# Exercise tasks:
**a)** In the Safe Mode excerpt, what file does choosing Enable Boot Logging create?
**b)** Mark each statement yes or no according to the Safe Mode excerpt, and quote the words from it that decide each one. (i) Enable Low-Resolution Video starts with a resolution that is typically 640 x 480. (ii) The effects of Last Known Good Configuration can be undone afterward. (iii) Directory Services Restore Mode appears as an option on every server.
**c)** Retype the Safe Mode excerpt from "If you need" up to and including "and refresh settings.".

# Selected excerpt:
==================================================
If you like Server Core, you’ll like this version of Safe Mode. If you aren’t as comfortable with the command window as you would like to be, having a cheat sheet available may help you.

I recommend Safe Mode with Command Prompt when the issue that needs to be fixed has something to do with graphics. The problem may be due to a driver, graphics rendering, or removing a malware infection that relied on graphical components like wallpapers and screensavers.

Enable Boot Logging

If you need to see which drivers were installed as the system started up, you should choose Enable Boot Logging. This will create a file called ntbtlog.txt, which lists all the drivers that were installed when the operating system started. The file is stored in your Windows system directory; typically, this will be C:\WINDOWS. Incidentally, this is the same list you see flash by on the screen when you boot into Safe Mode.

Enable Low-Resolution Video

This setting is very useful if you're having display issues, most commonly after changing display settings to something your monitor doesn’t support. It uses the currently installed video driver but starts with lower resolution (typically 640 x 480) and refresh settings.

Last Known Good Configuration

Last Known Good Configuration is helpful in fixing issues with booting that occur because the Windows Registry has been damaged. Most commonly, this occurs due to user misconfiguration or from updates or patches. When you choose Last Known Good Configuration, the Registry is reverted so that it matches the settings it had the last time the system booted successfully.

Warning Any time you use something that modifies the Registry in any way, be extra cautious. There’s no way to undo using Last Known Good Configuration. If it doesn’t fix the issue, or it makes matters worse, you’ll need to restore from a backup.

Directory Services Restore Mode

This option only appears on a server that is a domain controller (and, therefore, it isn’t shown in Figure 2-4). Directory Services Restore Mode (DSRM) is a special form of Safe Mode made for domain controllers that allows you to repair or recover an Active Directory database.

Tip To use this utility you need to know the DSRM password that was set when the domain controller was initially created. If you don’t know the password, you can use the ntdsutil tool change the password. You need to have access to the Command Prompt on the system in question to run it.

If all of this is Greek to you, don’t worry! I cover Active Directory in depth in Book 2, Chapter 5. For now, think of Active Directory like a special database that stores information on users, computers, sites, and other objects in your network. This database can be crucial to your organization, so knowing how to restore it if it becomes damaged is a very useful skill.

Debugging Mode

If you’re a hard-core system administrator and you want to get your feet wet using a kernel debugger, this option is for you!
==================================================
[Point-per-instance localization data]
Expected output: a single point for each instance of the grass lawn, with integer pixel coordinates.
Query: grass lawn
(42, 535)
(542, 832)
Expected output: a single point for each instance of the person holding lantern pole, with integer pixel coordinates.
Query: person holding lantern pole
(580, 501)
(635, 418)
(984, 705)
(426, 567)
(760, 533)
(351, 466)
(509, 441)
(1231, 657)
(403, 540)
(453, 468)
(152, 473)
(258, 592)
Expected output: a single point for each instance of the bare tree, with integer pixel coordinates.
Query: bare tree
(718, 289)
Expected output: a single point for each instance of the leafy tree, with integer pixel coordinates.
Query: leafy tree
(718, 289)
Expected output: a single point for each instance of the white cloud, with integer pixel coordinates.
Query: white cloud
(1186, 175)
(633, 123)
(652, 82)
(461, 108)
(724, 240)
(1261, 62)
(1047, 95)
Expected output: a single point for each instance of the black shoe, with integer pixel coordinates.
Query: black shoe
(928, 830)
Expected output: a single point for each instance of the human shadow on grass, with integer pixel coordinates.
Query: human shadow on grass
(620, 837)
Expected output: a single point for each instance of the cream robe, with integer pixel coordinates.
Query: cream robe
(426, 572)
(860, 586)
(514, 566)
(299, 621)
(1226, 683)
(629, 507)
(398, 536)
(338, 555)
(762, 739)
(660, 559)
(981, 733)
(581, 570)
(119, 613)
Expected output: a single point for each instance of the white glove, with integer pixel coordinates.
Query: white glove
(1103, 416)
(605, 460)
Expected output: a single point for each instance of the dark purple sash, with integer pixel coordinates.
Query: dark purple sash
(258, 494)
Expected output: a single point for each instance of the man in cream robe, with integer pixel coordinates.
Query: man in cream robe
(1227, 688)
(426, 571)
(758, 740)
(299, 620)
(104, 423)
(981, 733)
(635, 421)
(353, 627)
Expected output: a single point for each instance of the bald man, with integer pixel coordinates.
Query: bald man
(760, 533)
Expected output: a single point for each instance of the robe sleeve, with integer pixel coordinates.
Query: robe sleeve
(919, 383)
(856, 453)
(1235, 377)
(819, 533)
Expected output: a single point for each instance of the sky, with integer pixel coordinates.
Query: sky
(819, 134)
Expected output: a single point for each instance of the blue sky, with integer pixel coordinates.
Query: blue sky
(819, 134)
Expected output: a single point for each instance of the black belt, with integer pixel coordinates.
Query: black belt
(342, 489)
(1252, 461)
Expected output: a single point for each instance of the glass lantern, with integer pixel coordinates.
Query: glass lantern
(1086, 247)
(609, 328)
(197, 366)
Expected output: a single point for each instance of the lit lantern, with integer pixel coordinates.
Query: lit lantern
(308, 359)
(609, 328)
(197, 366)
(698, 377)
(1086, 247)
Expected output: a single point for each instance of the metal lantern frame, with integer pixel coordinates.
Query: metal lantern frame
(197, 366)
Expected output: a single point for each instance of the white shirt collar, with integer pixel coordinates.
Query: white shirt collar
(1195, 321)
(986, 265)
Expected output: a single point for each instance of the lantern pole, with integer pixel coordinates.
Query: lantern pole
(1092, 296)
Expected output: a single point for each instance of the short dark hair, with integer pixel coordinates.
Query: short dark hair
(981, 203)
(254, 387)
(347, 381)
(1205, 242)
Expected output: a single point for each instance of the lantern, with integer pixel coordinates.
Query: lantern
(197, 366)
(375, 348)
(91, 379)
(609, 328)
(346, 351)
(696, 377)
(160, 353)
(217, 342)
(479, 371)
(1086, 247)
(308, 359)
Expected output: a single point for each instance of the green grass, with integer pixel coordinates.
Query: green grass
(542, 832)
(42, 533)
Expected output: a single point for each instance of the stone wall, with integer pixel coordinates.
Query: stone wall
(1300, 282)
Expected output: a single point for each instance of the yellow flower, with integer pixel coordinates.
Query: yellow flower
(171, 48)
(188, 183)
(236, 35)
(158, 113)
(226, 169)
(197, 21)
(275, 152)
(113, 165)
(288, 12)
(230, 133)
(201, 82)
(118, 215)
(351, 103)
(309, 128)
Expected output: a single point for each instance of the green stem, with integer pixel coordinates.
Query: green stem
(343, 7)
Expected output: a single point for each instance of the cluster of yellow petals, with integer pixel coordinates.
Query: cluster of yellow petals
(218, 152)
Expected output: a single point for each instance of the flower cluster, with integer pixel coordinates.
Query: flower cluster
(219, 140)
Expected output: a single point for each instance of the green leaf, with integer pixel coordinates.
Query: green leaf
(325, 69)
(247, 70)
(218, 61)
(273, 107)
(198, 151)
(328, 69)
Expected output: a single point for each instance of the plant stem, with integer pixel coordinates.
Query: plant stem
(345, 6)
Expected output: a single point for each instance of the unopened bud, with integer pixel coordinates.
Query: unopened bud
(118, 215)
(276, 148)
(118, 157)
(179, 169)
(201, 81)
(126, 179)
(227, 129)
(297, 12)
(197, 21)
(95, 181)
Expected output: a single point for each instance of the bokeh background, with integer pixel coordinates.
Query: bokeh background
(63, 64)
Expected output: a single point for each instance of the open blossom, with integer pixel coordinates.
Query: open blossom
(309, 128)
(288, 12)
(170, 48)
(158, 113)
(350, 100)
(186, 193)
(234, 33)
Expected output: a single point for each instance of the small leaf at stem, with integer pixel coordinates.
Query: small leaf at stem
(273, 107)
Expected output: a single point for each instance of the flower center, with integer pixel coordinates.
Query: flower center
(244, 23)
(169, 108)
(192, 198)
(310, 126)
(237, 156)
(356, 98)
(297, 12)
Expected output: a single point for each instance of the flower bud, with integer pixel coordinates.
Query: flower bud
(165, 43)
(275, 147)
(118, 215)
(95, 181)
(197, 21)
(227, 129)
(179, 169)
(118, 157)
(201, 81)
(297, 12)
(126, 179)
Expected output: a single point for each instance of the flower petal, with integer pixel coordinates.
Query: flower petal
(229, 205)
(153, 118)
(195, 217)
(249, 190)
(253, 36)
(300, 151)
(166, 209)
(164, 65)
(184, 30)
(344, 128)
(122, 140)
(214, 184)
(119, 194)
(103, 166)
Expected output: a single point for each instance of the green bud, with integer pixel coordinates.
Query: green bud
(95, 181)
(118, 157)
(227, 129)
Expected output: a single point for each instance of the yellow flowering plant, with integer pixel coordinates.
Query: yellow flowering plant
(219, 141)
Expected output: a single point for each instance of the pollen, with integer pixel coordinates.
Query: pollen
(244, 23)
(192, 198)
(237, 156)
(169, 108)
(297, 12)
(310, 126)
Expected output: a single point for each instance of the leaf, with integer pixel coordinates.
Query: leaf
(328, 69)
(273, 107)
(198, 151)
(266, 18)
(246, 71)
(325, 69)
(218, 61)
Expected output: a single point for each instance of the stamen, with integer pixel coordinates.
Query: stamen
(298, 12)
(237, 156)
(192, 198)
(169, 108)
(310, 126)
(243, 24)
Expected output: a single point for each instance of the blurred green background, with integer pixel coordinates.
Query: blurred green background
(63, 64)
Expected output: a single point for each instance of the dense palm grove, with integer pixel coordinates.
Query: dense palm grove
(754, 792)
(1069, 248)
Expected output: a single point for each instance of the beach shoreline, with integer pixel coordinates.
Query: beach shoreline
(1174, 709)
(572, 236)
==================================================
# Solutions to the tasks:
**a)** ntbtlog.txt

**b)**
(i) Yes: "starts with lower resolution (typically 640 x 480) and refresh settings"
(ii) No: "There’s no way to undo using Last Known Good Configuration."
(iii) No: "This option only appears on a server that is a domain controller"

**c)**
If you need to see which drivers were installed as the system started up, you should choose Enable Boot Logging. This will create a file called ntbtlog.txt, which lists all the drivers that were installed when the operating system started. The file is stored in your Windows system directory; typically, this will be C:\WINDOWS. Incidentally, this is the same list you see flash by on the screen when you boot into Safe Mode.

Enable Low-Resolution Video

This setting is very useful if you're having display issues, most commonly after changing display settings to something your monitor doesn’t support. It uses the currently installed video driver but starts with lower resolution (typically 640 x 480) and refresh settings.